*TASK ITEM*: Reproduce exactly the lines that run from the start of the records below to the line with "box: [716, 191, 859, 301]", inclusive.
*** RECORDS SUPPLIED ***
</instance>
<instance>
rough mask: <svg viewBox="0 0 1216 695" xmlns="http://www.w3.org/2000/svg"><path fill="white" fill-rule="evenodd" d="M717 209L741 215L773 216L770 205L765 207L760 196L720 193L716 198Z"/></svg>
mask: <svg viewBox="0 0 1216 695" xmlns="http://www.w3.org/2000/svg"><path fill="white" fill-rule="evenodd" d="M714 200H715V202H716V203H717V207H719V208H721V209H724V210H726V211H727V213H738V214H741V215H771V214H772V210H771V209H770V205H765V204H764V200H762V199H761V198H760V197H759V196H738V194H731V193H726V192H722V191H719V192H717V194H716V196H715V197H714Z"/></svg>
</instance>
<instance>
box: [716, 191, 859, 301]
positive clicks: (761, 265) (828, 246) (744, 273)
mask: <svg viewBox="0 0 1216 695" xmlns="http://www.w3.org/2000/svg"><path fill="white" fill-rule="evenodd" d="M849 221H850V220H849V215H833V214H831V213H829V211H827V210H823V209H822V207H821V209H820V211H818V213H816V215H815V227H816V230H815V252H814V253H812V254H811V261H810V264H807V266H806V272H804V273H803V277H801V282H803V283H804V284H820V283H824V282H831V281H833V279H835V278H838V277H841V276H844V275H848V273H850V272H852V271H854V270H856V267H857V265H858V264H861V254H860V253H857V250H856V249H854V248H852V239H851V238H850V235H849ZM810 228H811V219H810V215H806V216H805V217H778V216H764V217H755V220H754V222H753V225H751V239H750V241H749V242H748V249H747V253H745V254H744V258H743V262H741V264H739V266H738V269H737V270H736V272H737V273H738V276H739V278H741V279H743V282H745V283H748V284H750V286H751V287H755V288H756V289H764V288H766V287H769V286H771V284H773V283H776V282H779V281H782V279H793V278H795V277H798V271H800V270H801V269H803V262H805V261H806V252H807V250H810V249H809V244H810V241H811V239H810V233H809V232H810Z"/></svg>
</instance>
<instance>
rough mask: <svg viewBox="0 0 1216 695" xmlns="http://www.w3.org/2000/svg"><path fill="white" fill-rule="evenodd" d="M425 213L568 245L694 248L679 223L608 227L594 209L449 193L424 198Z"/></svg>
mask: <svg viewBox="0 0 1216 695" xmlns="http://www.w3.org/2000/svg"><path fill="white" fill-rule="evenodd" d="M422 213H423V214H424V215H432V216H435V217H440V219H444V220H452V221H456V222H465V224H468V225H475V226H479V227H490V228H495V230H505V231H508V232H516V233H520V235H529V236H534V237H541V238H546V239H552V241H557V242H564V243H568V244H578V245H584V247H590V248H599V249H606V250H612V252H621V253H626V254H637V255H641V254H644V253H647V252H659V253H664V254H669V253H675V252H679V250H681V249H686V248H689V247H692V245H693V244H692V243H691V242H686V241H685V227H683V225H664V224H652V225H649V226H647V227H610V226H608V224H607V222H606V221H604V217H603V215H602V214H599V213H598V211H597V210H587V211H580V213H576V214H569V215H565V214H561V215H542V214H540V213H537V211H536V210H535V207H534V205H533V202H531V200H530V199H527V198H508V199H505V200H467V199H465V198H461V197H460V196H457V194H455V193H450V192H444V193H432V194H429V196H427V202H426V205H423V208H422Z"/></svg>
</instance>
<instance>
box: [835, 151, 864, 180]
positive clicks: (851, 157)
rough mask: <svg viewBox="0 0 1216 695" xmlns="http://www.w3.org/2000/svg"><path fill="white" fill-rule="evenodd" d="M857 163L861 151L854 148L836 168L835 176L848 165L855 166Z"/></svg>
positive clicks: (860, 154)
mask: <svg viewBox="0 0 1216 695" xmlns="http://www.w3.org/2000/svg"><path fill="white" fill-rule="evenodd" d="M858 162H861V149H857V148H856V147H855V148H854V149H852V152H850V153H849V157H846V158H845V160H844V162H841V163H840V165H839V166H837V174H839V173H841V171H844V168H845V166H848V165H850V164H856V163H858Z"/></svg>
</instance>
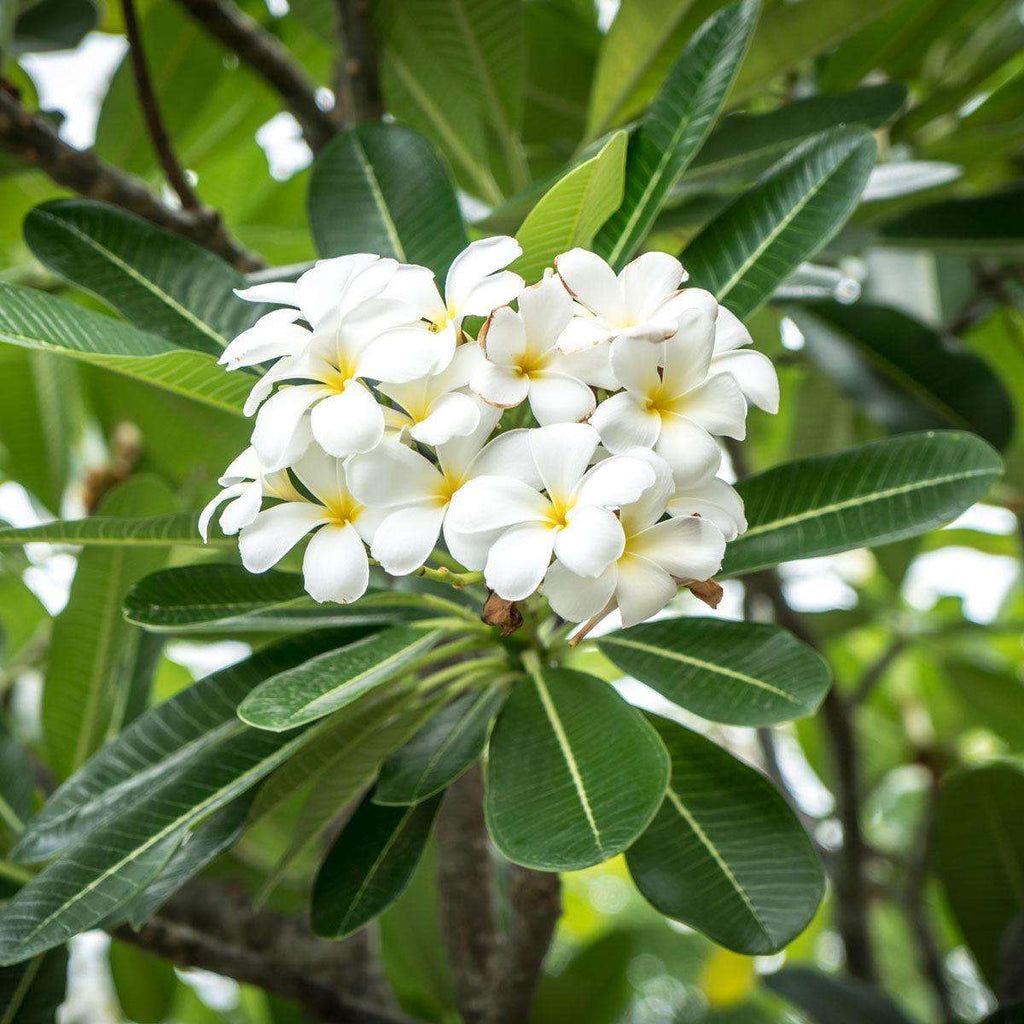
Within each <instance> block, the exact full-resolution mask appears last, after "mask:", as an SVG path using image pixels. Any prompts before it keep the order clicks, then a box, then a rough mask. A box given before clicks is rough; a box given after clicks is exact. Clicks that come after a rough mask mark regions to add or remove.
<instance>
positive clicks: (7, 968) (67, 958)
mask: <svg viewBox="0 0 1024 1024" xmlns="http://www.w3.org/2000/svg"><path fill="white" fill-rule="evenodd" d="M67 987H68V950H67V949H66V948H60V949H54V950H52V951H51V952H48V953H46V955H45V956H36V957H35V958H34V959H31V961H28V962H27V963H25V964H18V965H17V966H16V967H7V968H2V969H0V1024H54V1022H55V1021H56V1019H57V1018H56V1015H57V1009H58V1008H59V1006H60V1004H61V1002H63V1000H65V991H66V990H67Z"/></svg>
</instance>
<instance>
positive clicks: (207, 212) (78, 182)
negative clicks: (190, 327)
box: [0, 88, 266, 270]
mask: <svg viewBox="0 0 1024 1024" xmlns="http://www.w3.org/2000/svg"><path fill="white" fill-rule="evenodd" d="M0 145H2V146H3V147H4V148H6V150H8V151H9V152H11V153H13V154H14V155H15V156H16V157H17V158H18V159H19V160H22V161H23V162H24V163H25V164H27V165H28V166H30V167H38V168H39V169H40V170H41V171H43V172H44V173H45V174H47V175H49V177H50V178H52V179H53V180H54V181H55V182H56V183H57V184H59V185H63V186H65V187H66V188H70V189H71V190H72V191H75V193H78V195H80V196H86V197H88V198H89V199H96V200H102V201H103V202H104V203H110V204H112V205H113V206H117V207H120V208H121V209H122V210H127V211H128V212H129V213H133V214H135V215H136V216H138V217H142V218H143V219H144V220H148V221H150V222H151V223H154V224H156V225H157V226H158V227H163V228H164V229H165V230H168V231H173V232H174V233H175V234H180V236H182V237H184V238H186V239H190V240H191V241H193V242H197V243H198V244H199V245H201V246H203V247H204V248H206V249H209V250H210V251H211V252H214V253H216V254H217V255H218V256H220V257H222V258H223V259H225V260H227V262H228V263H230V264H231V265H232V266H236V267H237V268H238V269H240V270H256V269H259V268H260V267H262V266H265V265H266V264H265V263H264V262H263V260H261V259H260V258H259V257H258V256H256V255H255V254H254V253H252V252H250V251H249V250H248V249H246V248H245V247H244V246H243V245H242V244H241V243H240V242H238V240H236V239H234V238H232V237H231V236H230V234H229V233H228V231H227V229H226V228H225V227H224V224H223V222H222V221H221V219H220V217H218V216H217V214H216V213H215V212H214V211H197V210H183V209H177V208H174V207H170V206H168V205H167V204H166V203H164V202H162V201H161V200H160V199H158V198H157V196H155V195H154V194H153V193H152V191H151V190H150V188H148V187H147V186H146V185H145V183H144V182H143V181H141V180H139V179H138V178H136V177H133V176H132V175H131V174H126V173H125V172H124V171H122V170H121V169H120V168H117V167H114V166H113V165H112V164H108V163H105V162H104V161H102V160H100V159H99V158H98V157H97V156H96V155H95V154H94V153H93V152H92V151H91V150H76V148H74V146H71V145H69V144H68V143H67V142H65V141H63V140H62V139H61V138H60V137H59V135H57V133H56V132H55V131H54V130H53V128H52V127H51V126H50V125H49V124H47V122H46V121H44V120H43V119H42V118H40V117H38V116H37V115H35V114H31V113H30V112H29V111H27V110H25V108H23V106H22V104H20V103H19V102H18V101H17V99H15V98H14V96H13V95H11V94H10V93H9V92H8V91H7V90H5V89H2V88H0Z"/></svg>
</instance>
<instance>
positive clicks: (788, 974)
mask: <svg viewBox="0 0 1024 1024" xmlns="http://www.w3.org/2000/svg"><path fill="white" fill-rule="evenodd" d="M765 984H766V985H767V986H768V987H769V988H770V989H771V990H772V991H773V992H775V993H776V995H780V996H782V998H783V999H785V1000H786V1002H791V1004H792V1005H793V1006H794V1007H796V1008H797V1009H798V1010H800V1011H802V1012H803V1013H805V1014H806V1015H807V1016H808V1017H809V1018H810V1019H811V1020H812V1021H814V1022H815V1024H910V1019H909V1018H908V1017H907V1016H906V1015H905V1014H904V1013H903V1011H902V1010H900V1008H899V1007H898V1006H897V1005H896V1004H895V1002H894V1001H893V1000H892V999H891V998H889V996H888V995H886V993H885V992H883V991H882V990H881V989H879V988H874V987H873V986H871V985H867V984H865V983H864V982H862V981H858V980H857V979H856V978H850V977H847V976H845V975H831V974H823V973H822V972H821V971H815V970H814V969H813V968H810V967H801V966H795V967H785V968H783V969H782V970H781V971H777V972H776V973H775V974H770V975H768V976H767V977H766V978H765Z"/></svg>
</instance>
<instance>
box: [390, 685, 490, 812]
mask: <svg viewBox="0 0 1024 1024" xmlns="http://www.w3.org/2000/svg"><path fill="white" fill-rule="evenodd" d="M505 697H506V689H505V687H504V686H488V687H485V688H484V689H481V690H471V691H469V692H468V693H463V694H462V695H461V696H459V697H456V699H455V700H453V701H452V702H451V703H450V705H449V706H447V707H446V708H443V709H441V711H439V712H438V713H437V714H436V715H434V716H433V718H431V719H430V721H429V722H427V724H426V725H425V726H423V728H422V729H420V731H419V732H417V733H416V735H415V736H413V737H412V739H410V740H409V741H408V742H407V743H406V744H404V745H403V746H402V748H400V749H399V750H397V751H395V753H394V754H392V755H391V757H389V758H388V759H387V761H385V762H384V765H383V766H382V768H381V773H380V777H379V779H378V782H377V788H376V790H375V791H374V800H375V801H376V802H377V803H378V804H417V803H419V802H420V801H421V800H426V798H427V797H431V796H433V795H434V794H435V793H437V792H439V791H440V790H443V788H445V787H447V786H449V785H451V784H452V782H454V781H455V780H456V779H457V778H458V777H459V776H460V775H461V774H462V773H463V772H464V771H465V770H466V769H467V768H468V767H469V766H470V765H471V764H472V763H473V762H474V761H476V759H477V758H478V757H479V756H480V754H481V753H482V752H483V746H484V744H485V743H486V741H487V733H488V732H489V731H490V723H492V722H493V721H494V719H495V716H496V715H497V714H498V712H499V710H500V709H501V707H502V705H503V703H504V702H505Z"/></svg>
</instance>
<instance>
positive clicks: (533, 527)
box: [483, 522, 555, 601]
mask: <svg viewBox="0 0 1024 1024" xmlns="http://www.w3.org/2000/svg"><path fill="white" fill-rule="evenodd" d="M554 543H555V530H554V529H553V528H552V527H551V525H550V524H548V523H540V522H529V523H522V525H519V526H513V527H512V528H511V529H509V530H506V532H504V534H503V535H502V536H501V537H500V538H499V539H498V540H497V541H496V542H495V544H494V546H493V547H492V548H490V553H489V554H488V555H487V564H486V565H485V566H484V569H483V579H484V580H485V581H486V584H487V586H488V587H489V588H490V589H492V590H493V591H494V592H495V593H496V594H498V596H499V597H504V598H505V600H506V601H522V600H523V599H525V598H527V597H529V595H530V594H532V593H534V592H535V591H536V590H537V588H538V587H540V586H541V581H542V580H543V579H544V574H545V572H547V571H548V565H549V563H550V562H551V552H552V549H553V547H554Z"/></svg>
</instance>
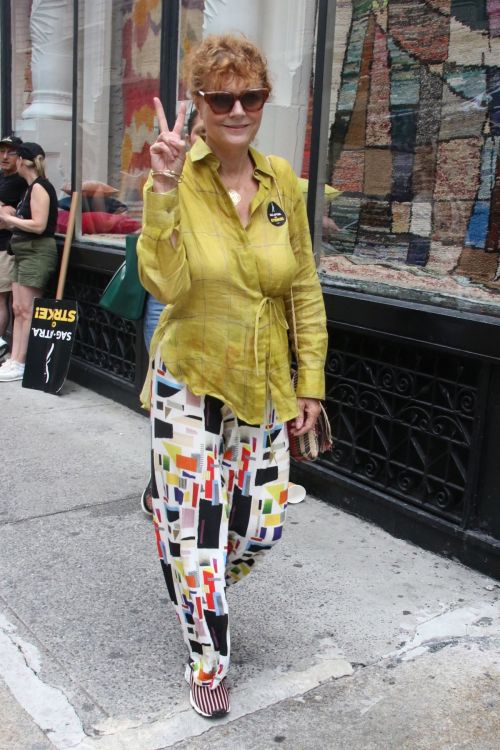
*** End of RECORDS SUPPLIED ***
*RESPONSE BELOW*:
</instance>
<instance>
rough mask: <svg viewBox="0 0 1216 695" xmlns="http://www.w3.org/2000/svg"><path fill="white" fill-rule="evenodd" d="M717 209L741 215L773 216L770 205L765 207L760 196L720 193L716 198Z"/></svg>
mask: <svg viewBox="0 0 1216 695" xmlns="http://www.w3.org/2000/svg"><path fill="white" fill-rule="evenodd" d="M714 200H715V202H716V203H717V207H719V208H721V209H724V210H726V211H727V213H738V214H741V215H771V214H772V210H771V209H770V205H765V204H764V200H762V199H761V198H760V197H759V196H738V194H731V193H726V192H722V191H719V192H717V194H716V196H715V197H714Z"/></svg>
</instance>
<instance>
box: [716, 191, 859, 301]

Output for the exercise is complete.